Natural language region descriptions
-------------------------

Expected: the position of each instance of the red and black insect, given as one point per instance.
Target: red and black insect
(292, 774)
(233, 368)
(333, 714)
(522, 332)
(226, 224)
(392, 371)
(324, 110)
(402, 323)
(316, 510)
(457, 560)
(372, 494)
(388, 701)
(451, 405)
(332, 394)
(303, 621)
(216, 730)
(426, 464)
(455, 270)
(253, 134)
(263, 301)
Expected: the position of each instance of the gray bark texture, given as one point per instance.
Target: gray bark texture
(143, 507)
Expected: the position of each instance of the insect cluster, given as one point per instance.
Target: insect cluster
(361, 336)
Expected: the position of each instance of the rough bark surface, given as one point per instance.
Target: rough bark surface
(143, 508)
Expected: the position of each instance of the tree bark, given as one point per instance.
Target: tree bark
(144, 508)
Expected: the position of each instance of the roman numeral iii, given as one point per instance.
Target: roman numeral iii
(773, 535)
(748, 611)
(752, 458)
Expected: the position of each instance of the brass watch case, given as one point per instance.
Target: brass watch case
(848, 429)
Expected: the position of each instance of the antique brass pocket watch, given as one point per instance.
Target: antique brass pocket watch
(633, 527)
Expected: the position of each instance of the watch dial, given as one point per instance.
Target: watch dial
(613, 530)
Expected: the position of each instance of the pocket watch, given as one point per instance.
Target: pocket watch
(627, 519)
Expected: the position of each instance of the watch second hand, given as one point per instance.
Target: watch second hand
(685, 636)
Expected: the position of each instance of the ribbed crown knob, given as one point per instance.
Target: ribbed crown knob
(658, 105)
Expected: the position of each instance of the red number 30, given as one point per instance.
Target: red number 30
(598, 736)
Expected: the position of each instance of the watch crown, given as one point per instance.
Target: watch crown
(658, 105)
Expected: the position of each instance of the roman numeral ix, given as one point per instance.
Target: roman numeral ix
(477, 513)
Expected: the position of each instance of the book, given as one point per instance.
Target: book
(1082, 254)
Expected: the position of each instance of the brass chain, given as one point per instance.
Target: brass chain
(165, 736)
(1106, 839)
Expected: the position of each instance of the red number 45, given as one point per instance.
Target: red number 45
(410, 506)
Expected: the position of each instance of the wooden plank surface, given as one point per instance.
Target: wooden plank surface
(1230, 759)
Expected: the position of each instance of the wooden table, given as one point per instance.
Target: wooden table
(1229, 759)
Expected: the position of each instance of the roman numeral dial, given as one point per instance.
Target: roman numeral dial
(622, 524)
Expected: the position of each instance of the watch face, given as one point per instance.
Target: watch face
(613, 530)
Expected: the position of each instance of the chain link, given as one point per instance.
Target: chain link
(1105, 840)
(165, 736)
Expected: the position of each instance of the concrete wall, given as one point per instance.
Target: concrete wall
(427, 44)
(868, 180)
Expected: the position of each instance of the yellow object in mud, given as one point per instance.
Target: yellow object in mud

-------------------------

WORK INSTRUCTIONS.
Quote the data above verbatim from its first line to the line that includes "ix, given as one point per instance.", with both boundary lines retained.

EXERCISE SOLUTION.
Expected: the position of each instance of the red and black insect, given as one point per instance.
Target: red and black insect
(292, 774)
(233, 368)
(333, 714)
(522, 332)
(226, 224)
(392, 371)
(324, 110)
(402, 323)
(316, 510)
(457, 560)
(372, 494)
(388, 701)
(451, 405)
(332, 394)
(303, 621)
(216, 730)
(426, 464)
(455, 270)
(253, 134)
(263, 301)
Expected: the position of each instance of the gray bark texture, given as one point per instance.
Target: gray bark texture
(143, 507)
Expected: the position of each instance of the insect cluster, given as one point per instance.
Target: insect cluster
(361, 336)
Expected: the position of each instance of the rough bark surface, given as one point per instance.
Target: rough bark surface
(143, 508)
Expected: the position of each instance of the tree bark, given as one point per instance.
Target: tree bark
(144, 508)
Expected: the position of each instance of the roman numeral iii, given as one point per instance.
Target: roman numeral iii
(773, 535)
(748, 611)
(752, 458)
Expected: the position of each instance of the brass watch case, given as one point per instance.
Target: brass watch case
(848, 429)
Expected: the position of each instance of the antique brass pocket watch, given as one point per instance.
Target: antique brass pocket watch
(633, 527)
Expected: the position of each instance of the watch dial, given as one point per instance.
Target: watch dial
(613, 530)
Expected: the position of each instance of the pocket watch, given as one point per instance.
Target: pocket watch
(627, 519)
Expected: the position of each instance of the watch second hand, given as one point per instance.
Target: watch second hand
(685, 636)
Expected: the position of each instance of the ribbed crown knob, given as one point per instance.
Target: ribbed crown knob
(658, 105)
Expected: the position of each instance of the red number 30, given as one point per instance.
Target: red number 30
(598, 736)
Expected: the position of each instance of the watch crown, given as one point per instance.
Target: watch crown
(658, 105)
Expected: the position of each instance of the roman numeral ix, given as one point per instance.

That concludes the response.